* **Work required**
Please count how many lines of the data below contain the string "arched", where case counts. Reply with the number alone.

(Items from a dataset)
***

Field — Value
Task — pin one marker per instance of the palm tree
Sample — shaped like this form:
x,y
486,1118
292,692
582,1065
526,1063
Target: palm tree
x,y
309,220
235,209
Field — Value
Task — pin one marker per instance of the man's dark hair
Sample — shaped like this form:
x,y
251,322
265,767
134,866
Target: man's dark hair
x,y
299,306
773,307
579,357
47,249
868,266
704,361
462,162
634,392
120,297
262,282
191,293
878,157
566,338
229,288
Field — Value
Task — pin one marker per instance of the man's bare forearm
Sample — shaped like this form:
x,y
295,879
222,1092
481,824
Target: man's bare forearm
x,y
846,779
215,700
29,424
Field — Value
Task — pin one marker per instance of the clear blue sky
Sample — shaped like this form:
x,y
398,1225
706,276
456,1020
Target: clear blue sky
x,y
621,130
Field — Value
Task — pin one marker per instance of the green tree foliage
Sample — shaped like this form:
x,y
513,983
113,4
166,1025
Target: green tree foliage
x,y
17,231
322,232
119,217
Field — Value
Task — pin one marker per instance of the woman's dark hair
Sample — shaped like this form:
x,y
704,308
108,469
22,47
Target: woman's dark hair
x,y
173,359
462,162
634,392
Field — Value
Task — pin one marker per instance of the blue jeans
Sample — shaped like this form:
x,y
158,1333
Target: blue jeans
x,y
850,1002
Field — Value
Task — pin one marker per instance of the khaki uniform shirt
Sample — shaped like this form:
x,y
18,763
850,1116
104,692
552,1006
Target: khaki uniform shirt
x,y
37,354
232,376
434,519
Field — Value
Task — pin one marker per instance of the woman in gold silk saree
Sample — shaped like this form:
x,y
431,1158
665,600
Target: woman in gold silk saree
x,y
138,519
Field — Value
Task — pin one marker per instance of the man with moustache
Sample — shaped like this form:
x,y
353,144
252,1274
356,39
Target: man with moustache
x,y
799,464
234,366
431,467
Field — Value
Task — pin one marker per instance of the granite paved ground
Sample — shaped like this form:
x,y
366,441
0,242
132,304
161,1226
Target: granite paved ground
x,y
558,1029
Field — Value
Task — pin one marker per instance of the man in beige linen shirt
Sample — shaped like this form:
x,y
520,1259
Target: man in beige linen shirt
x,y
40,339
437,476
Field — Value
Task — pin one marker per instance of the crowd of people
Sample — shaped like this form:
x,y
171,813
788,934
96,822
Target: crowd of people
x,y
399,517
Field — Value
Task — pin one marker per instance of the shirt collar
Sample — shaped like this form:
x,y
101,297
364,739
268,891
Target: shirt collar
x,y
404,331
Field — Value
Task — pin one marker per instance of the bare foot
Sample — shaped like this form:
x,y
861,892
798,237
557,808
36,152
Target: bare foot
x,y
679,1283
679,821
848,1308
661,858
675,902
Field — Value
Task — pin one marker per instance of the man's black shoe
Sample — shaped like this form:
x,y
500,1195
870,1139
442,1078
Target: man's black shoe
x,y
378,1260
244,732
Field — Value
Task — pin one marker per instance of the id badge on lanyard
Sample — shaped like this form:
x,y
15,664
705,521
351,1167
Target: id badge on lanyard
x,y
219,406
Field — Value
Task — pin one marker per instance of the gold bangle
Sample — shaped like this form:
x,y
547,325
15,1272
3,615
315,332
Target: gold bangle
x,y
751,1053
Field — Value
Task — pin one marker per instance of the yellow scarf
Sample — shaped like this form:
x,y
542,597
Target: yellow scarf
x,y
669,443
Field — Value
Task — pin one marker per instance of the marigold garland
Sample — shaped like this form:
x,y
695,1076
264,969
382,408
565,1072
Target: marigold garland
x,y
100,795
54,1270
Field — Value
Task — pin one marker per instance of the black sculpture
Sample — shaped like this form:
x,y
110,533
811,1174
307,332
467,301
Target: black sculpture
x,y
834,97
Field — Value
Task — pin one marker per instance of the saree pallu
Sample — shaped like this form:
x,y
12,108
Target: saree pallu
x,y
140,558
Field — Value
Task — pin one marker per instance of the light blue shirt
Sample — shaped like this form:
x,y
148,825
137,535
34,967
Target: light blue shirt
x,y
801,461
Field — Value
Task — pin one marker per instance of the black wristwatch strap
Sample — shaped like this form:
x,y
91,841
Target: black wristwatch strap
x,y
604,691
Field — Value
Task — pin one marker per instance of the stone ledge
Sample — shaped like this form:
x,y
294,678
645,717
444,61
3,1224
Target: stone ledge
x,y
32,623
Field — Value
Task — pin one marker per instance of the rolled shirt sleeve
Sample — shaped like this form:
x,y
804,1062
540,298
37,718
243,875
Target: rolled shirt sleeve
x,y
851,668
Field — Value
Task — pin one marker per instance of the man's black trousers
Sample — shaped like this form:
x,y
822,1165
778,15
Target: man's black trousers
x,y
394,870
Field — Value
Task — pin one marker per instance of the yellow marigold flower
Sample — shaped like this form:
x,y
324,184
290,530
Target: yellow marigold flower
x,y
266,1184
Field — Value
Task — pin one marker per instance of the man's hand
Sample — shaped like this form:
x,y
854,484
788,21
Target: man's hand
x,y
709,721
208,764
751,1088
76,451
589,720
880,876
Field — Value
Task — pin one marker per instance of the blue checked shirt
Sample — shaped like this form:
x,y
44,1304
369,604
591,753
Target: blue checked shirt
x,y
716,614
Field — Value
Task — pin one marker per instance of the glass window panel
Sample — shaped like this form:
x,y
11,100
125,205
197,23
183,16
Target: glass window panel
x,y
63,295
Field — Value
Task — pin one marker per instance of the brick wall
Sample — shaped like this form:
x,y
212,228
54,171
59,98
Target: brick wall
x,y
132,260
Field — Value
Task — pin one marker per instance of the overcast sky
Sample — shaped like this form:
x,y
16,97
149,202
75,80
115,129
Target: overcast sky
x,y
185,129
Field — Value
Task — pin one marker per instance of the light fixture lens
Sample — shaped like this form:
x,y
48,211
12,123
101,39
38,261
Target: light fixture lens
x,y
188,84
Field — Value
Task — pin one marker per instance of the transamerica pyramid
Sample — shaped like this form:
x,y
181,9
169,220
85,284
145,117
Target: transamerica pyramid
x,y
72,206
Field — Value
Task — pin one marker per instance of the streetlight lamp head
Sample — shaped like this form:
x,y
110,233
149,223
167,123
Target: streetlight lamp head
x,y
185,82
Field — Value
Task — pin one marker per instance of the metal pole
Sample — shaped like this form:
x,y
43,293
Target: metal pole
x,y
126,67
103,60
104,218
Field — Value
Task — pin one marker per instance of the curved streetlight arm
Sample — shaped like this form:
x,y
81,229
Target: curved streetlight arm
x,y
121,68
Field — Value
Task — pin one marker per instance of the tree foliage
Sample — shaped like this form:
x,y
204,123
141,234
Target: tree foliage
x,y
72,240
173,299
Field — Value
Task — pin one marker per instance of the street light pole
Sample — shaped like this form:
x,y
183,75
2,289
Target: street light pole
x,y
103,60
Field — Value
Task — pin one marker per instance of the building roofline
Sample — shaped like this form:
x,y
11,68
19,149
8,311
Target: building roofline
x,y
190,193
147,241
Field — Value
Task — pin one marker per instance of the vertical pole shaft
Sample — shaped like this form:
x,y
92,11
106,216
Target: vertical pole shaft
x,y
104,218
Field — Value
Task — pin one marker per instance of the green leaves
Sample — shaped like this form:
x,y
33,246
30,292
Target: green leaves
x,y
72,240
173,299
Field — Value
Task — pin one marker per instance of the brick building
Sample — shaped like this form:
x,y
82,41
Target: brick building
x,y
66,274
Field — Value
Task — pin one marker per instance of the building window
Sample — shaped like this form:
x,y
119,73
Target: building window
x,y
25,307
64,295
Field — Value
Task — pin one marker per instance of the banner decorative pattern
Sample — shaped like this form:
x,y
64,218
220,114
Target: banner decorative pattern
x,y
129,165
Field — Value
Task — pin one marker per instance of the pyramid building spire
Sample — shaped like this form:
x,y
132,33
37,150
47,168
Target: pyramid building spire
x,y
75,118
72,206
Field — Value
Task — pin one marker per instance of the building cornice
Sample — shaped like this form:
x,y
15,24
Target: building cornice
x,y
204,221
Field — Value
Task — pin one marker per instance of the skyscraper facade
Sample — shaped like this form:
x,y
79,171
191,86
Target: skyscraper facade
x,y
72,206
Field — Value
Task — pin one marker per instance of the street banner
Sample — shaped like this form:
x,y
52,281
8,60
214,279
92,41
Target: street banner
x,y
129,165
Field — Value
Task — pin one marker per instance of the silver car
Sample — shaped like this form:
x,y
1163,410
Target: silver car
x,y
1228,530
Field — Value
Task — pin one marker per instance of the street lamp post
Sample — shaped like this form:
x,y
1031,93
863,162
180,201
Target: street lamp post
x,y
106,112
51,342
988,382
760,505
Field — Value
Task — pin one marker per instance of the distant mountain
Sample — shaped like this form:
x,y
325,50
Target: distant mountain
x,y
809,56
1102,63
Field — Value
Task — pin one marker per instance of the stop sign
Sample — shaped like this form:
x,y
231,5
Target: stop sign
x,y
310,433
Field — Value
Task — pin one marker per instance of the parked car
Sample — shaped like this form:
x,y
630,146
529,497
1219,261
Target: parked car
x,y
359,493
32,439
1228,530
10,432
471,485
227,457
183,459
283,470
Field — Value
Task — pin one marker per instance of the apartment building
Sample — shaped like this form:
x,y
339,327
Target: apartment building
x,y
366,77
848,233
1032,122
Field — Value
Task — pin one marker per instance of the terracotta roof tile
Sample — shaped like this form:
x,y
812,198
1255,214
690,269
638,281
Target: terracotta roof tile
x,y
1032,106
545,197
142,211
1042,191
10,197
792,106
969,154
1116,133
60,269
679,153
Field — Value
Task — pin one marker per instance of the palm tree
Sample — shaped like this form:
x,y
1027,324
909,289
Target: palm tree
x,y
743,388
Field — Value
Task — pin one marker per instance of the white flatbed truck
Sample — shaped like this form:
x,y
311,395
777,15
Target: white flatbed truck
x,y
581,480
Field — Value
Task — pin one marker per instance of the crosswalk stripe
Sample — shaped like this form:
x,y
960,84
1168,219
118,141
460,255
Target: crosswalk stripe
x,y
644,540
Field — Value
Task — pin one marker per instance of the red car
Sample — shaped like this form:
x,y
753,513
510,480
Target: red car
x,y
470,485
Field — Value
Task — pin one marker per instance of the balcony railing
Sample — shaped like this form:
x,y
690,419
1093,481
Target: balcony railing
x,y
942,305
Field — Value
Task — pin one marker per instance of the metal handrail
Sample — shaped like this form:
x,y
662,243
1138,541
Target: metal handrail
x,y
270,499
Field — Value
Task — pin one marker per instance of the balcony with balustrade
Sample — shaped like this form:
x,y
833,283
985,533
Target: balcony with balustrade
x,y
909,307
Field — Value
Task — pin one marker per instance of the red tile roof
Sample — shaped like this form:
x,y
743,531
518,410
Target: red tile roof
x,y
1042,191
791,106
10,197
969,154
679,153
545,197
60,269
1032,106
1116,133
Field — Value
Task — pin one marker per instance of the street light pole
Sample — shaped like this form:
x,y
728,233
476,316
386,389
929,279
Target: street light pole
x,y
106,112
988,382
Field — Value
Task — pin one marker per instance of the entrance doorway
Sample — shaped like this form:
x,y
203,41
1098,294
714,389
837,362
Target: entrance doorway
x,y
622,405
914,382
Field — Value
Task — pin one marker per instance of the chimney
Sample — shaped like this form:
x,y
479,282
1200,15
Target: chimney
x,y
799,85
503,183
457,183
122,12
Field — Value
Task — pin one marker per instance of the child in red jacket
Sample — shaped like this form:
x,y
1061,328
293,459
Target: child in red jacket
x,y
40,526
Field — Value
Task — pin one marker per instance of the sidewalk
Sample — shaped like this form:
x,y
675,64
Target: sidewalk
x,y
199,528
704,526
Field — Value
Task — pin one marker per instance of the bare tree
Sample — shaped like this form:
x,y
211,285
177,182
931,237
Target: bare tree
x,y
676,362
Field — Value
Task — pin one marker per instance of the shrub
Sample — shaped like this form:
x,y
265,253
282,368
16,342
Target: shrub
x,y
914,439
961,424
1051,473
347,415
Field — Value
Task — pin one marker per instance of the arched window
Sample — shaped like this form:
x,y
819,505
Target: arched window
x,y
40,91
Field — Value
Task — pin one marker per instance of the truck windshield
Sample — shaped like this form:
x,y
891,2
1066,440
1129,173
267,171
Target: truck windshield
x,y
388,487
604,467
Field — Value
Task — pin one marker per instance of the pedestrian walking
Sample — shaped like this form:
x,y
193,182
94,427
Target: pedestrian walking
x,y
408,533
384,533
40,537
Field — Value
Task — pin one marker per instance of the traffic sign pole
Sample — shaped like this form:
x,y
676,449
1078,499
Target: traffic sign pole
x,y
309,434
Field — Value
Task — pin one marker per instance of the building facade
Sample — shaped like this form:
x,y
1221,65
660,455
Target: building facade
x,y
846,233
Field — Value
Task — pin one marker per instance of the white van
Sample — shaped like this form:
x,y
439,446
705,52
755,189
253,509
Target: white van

***

* **Task answer**
2